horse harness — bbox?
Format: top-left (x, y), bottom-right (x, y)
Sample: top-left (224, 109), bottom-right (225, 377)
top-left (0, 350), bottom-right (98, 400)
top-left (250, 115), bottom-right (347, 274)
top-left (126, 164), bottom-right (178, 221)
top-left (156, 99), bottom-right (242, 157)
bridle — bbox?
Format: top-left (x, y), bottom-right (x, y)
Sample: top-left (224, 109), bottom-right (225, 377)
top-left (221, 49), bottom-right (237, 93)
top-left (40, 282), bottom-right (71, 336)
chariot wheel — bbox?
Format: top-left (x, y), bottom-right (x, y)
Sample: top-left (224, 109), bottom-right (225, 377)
· · · · · · ·
> _What you will do_: Copy out all of the rows above, line for line, without changing a single character.

> _Written reply_:
horse harness — bbox?
Format: top-left (x, y), bottom-right (x, y)
Sample: top-left (224, 109), bottom-right (225, 377)
top-left (0, 350), bottom-right (98, 400)
top-left (250, 115), bottom-right (347, 274)
top-left (126, 164), bottom-right (178, 221)
top-left (156, 99), bottom-right (242, 157)
bridle — bbox?
Format: top-left (x, y), bottom-right (x, y)
Sample: top-left (224, 109), bottom-right (225, 377)
top-left (221, 49), bottom-right (237, 93)
top-left (40, 282), bottom-right (71, 336)
chariot wheel — bbox?
Format: top-left (x, y), bottom-right (x, y)
Sample: top-left (224, 109), bottom-right (225, 377)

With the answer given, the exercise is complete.